Betting systems and independence

This is a question about a problem (not homework) from Ed Thorp's book, http://www.edwardothorp.com/sitebuildercontent/sitebuilderfiles/ElementaryProbability.pdf [Broken]. Problem 13 on page 85 outlines a proof that betting systems designed to make an unfavorable game favorable cannot work when there is a maximum bet limit. Problem 14 outlines an even stronger version. Right from the start, I get lost when he talks about the independence of bets:

Elementary Probability said:
5.13 Failure of the classical gambling systems. A bet in a gambling game is a random variable. Most (but not all) of the standard gambling games consist of repeated independent trials, which means that the bets Bi are independent. Further, there is a constant K such that |Bi| <= K for all i.

> _Objectives_:
1. In the post on betting systems, what does Problem 13 on page 85 outline?
2. Decide whether each statement agrees with the post on betting systems. For each, answer yes or no and quote the deciding words.
(a) The writer is working on the problem as homework.
(b) The quoted passage treats a bet in a gambling game as a random variable.
(c) The quoted passage says every standard gambling game consists of repeated independent trials.
3. Extend the post on betting systems past its final sentence.

> _Data rows_:
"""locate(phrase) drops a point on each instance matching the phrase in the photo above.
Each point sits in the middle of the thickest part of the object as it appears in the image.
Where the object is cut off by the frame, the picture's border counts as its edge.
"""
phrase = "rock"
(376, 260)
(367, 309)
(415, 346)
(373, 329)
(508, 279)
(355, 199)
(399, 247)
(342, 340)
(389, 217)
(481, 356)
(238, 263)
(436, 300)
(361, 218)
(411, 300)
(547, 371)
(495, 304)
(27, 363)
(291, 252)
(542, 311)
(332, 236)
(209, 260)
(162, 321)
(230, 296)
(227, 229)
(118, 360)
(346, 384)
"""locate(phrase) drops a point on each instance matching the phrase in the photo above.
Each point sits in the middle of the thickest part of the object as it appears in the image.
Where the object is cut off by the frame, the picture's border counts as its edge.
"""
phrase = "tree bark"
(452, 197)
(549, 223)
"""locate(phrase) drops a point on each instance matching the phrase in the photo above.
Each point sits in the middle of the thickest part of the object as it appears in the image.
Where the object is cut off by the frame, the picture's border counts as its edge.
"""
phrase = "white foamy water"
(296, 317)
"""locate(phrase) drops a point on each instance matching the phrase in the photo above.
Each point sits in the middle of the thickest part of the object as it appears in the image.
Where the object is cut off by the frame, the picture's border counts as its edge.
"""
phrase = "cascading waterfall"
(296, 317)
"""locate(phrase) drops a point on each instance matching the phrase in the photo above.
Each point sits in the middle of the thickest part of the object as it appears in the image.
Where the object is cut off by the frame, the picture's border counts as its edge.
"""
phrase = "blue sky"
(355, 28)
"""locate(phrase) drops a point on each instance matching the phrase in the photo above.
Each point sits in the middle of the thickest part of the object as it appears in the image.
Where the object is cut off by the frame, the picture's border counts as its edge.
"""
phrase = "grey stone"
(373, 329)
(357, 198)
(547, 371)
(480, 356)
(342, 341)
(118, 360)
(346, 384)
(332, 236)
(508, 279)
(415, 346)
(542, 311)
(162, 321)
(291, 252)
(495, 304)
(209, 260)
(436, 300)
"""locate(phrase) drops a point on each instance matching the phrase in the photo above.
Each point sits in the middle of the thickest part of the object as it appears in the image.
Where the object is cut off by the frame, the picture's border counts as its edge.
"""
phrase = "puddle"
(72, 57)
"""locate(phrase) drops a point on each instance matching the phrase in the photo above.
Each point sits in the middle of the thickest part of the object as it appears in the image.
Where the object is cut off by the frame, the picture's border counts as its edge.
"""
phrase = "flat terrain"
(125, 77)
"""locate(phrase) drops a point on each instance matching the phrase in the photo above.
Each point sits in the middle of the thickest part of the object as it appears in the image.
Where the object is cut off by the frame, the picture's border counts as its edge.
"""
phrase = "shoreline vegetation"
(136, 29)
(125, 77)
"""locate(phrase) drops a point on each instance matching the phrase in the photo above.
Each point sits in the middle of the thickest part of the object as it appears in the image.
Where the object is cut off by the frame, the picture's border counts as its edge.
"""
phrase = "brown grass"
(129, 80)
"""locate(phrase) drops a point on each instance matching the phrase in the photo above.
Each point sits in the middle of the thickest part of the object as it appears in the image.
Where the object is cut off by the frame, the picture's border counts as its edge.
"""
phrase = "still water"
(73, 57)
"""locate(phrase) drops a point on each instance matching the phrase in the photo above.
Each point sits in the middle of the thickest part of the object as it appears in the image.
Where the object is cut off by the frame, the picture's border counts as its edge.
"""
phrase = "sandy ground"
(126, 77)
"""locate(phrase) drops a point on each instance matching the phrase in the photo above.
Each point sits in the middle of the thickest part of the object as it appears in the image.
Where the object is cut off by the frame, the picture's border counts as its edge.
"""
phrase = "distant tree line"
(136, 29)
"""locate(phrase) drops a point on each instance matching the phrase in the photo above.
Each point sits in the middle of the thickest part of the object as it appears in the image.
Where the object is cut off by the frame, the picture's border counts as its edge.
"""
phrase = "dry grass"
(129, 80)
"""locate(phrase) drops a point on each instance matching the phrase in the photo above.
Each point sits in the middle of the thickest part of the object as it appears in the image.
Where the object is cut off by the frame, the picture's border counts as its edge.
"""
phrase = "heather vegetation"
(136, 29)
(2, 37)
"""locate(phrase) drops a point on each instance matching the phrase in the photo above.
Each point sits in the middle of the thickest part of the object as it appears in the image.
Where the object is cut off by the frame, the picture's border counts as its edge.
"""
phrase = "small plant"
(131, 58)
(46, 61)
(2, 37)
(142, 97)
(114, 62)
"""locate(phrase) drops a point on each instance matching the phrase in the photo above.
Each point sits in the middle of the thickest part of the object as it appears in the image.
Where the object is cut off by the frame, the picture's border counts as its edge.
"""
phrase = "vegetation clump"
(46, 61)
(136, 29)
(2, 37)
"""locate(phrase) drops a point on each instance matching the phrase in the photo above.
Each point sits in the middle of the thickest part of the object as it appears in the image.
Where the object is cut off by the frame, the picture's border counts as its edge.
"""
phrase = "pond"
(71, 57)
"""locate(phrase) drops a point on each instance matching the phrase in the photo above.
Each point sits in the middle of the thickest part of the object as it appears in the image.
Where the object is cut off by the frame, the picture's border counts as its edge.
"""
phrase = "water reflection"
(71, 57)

> _Answers_:
1. It outlines a proof that betting systems designed to make an unfavorable game favorable cannot work when there is a maximum bet limit.

2.
(a) No: "This is a question about a problem (not homework)"
(b) Yes: "A bet in a gambling game is a random variable."
(c) No: "Most (but not all) of the standard gambling games consist of repeated independent trials"

3.
I know that the outcomes, win or lose, are assumed to be independent for the game in question (betting on red at roulette, for example). But the bet size for a given trial generally depends on the outcomes of the earlier trials: that is the whole idea of a money management system. So if $$\epsilon_i$$, which takes on values of +1 or -1, is the random variable representing the outcome on the ith trial, and $$W_i(\epsilon_1, ...,\epsilon_{i-1})$$ is the amount wagered on that trial, then in Thorp's notation the random variable for the bet is

$$B_i = \epsilon_i W_i$$

So Bi and Bj are not usually independent. In the special case that the probability of success for each trial is 1/2, the covariance of Bi and Bj would be zero, but we are interested only in games where the expected value is negative for each trial.

Did I simply misunderstand Thorp's notation, or have am I making a conceptual error?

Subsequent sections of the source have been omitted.